Registros de identificación de posiciones:

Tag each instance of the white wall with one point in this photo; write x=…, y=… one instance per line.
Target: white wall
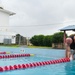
x=4, y=21
x=4, y=27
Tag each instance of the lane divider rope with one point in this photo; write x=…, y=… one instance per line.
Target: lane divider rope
x=15, y=55
x=4, y=52
x=34, y=64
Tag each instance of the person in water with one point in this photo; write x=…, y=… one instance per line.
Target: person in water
x=70, y=44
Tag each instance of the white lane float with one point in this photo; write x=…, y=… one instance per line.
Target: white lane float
x=35, y=64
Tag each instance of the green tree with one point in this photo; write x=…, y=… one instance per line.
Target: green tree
x=58, y=37
x=47, y=41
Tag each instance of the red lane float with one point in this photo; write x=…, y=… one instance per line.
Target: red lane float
x=35, y=64
x=4, y=52
x=15, y=55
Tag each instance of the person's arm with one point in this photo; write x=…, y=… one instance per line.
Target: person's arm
x=68, y=53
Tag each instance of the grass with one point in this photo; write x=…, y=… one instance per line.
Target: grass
x=10, y=45
x=38, y=47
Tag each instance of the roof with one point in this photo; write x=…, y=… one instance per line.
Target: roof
x=6, y=11
x=70, y=27
x=7, y=33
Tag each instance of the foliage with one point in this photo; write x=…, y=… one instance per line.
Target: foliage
x=58, y=37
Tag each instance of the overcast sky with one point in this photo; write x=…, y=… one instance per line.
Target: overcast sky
x=34, y=17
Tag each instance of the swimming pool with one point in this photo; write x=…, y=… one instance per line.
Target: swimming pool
x=40, y=55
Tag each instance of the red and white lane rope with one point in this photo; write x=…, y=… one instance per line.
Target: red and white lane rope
x=4, y=52
x=35, y=64
x=15, y=55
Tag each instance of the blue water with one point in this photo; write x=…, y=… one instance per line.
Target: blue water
x=40, y=55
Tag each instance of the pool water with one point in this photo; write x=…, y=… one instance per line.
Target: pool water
x=40, y=55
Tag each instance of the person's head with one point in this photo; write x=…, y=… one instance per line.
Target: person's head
x=68, y=41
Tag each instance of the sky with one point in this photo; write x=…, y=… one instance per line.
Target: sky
x=36, y=17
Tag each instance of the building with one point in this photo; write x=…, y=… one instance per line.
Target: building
x=6, y=36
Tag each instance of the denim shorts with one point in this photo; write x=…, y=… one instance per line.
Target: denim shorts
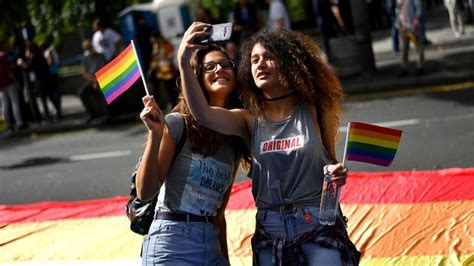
x=290, y=225
x=182, y=243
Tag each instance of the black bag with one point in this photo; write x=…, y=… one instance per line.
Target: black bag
x=140, y=213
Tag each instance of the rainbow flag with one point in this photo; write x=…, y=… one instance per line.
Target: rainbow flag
x=119, y=75
x=372, y=144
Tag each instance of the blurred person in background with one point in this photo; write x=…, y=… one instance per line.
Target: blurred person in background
x=278, y=17
x=105, y=40
x=455, y=16
x=245, y=19
x=51, y=55
x=142, y=39
x=40, y=77
x=9, y=92
x=408, y=24
x=90, y=93
x=162, y=72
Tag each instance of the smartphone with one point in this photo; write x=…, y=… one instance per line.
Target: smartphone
x=218, y=33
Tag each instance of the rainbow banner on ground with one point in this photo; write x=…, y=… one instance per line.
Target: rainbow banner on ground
x=371, y=144
x=402, y=218
x=119, y=75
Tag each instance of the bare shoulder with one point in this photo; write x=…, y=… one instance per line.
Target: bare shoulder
x=245, y=122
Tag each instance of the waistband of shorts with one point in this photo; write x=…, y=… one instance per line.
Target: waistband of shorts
x=285, y=208
x=184, y=217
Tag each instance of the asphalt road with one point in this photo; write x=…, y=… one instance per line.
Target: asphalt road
x=438, y=133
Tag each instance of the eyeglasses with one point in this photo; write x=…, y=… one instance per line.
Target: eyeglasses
x=211, y=66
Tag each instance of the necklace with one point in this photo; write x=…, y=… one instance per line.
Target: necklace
x=277, y=98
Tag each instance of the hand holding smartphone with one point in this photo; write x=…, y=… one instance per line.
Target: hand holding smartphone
x=218, y=33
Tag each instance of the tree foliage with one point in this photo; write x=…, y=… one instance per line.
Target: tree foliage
x=55, y=17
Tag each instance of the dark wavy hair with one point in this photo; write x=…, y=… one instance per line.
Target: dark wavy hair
x=302, y=68
x=204, y=140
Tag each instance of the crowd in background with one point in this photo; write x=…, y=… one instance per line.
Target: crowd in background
x=34, y=73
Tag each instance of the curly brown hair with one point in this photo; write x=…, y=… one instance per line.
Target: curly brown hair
x=302, y=68
x=204, y=140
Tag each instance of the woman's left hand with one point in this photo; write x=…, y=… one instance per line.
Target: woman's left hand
x=338, y=172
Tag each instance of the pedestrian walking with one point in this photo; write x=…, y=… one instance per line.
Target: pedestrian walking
x=40, y=76
x=408, y=24
x=455, y=17
x=90, y=93
x=294, y=99
x=9, y=92
x=189, y=226
x=278, y=17
x=105, y=40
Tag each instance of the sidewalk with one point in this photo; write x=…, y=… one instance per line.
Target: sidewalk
x=448, y=60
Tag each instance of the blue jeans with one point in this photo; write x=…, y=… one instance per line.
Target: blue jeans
x=182, y=243
x=291, y=225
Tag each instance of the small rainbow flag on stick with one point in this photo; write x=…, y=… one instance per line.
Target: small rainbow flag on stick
x=119, y=75
x=371, y=144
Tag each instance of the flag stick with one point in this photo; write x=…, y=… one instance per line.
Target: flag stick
x=345, y=146
x=140, y=68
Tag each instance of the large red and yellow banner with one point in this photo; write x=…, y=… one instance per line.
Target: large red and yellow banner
x=395, y=218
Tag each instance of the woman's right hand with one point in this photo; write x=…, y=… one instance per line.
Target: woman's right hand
x=152, y=116
x=188, y=45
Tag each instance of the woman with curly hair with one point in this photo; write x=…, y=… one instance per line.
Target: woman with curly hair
x=189, y=226
x=293, y=105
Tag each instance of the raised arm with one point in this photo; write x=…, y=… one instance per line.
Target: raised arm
x=156, y=159
x=230, y=122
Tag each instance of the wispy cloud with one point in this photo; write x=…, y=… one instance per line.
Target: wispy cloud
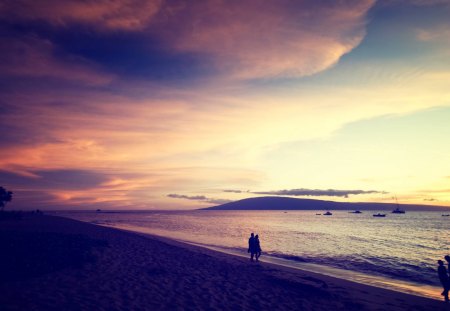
x=317, y=192
x=32, y=56
x=199, y=198
x=101, y=14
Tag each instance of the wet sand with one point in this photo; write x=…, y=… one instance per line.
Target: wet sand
x=53, y=263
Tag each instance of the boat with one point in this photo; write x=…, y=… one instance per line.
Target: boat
x=379, y=215
x=397, y=210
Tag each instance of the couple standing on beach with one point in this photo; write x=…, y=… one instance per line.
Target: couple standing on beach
x=443, y=277
x=254, y=247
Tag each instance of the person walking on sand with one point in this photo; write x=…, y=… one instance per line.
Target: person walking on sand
x=257, y=248
x=443, y=277
x=447, y=258
x=251, y=246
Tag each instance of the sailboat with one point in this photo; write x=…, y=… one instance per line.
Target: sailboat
x=397, y=210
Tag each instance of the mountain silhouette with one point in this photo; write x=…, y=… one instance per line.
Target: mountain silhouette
x=283, y=203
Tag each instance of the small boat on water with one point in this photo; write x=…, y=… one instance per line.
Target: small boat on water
x=397, y=210
x=379, y=215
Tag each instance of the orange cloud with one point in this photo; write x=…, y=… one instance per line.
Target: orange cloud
x=260, y=39
x=106, y=14
x=33, y=57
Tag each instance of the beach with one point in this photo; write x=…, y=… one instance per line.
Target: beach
x=55, y=263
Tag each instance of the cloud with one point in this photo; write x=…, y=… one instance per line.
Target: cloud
x=241, y=39
x=316, y=192
x=430, y=199
x=103, y=14
x=200, y=198
x=235, y=191
x=32, y=56
x=59, y=179
x=439, y=34
x=266, y=39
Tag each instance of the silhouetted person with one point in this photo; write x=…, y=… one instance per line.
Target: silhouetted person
x=251, y=246
x=257, y=248
x=443, y=277
x=447, y=258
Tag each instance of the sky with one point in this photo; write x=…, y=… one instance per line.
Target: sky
x=176, y=104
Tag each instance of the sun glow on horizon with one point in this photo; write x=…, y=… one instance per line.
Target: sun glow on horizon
x=120, y=107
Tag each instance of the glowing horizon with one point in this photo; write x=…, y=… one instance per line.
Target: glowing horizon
x=133, y=104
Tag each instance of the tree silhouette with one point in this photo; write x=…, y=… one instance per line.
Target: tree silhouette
x=5, y=197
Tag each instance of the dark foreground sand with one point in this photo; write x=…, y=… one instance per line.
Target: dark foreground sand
x=52, y=263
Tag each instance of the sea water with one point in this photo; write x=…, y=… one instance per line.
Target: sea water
x=397, y=252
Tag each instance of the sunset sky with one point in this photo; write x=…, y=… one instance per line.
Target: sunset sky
x=133, y=104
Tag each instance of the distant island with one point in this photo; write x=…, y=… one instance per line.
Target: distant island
x=283, y=203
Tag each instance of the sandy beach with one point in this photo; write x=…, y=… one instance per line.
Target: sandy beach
x=53, y=263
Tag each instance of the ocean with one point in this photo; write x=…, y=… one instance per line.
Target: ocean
x=398, y=252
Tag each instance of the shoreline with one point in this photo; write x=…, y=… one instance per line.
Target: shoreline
x=146, y=270
x=416, y=289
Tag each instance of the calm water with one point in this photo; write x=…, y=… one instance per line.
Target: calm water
x=399, y=251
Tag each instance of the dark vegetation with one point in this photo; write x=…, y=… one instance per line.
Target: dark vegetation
x=30, y=254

Resultado esperado: Transcribe sin ningún cambio el tramo de los datos que va desde la línea que contiene "Tag each instance of the asphalt" hasta la que contiene "x=211, y=66", ambas incluidas.

Respuesta correcta:
Tag each instance of the asphalt road with one point in this photo; write x=…, y=… one instance per line.
Target: asphalt road
x=438, y=133
Tag each instance of the eyeglasses with one point in this photo; write x=…, y=… one instance per line.
Target: eyeglasses
x=211, y=66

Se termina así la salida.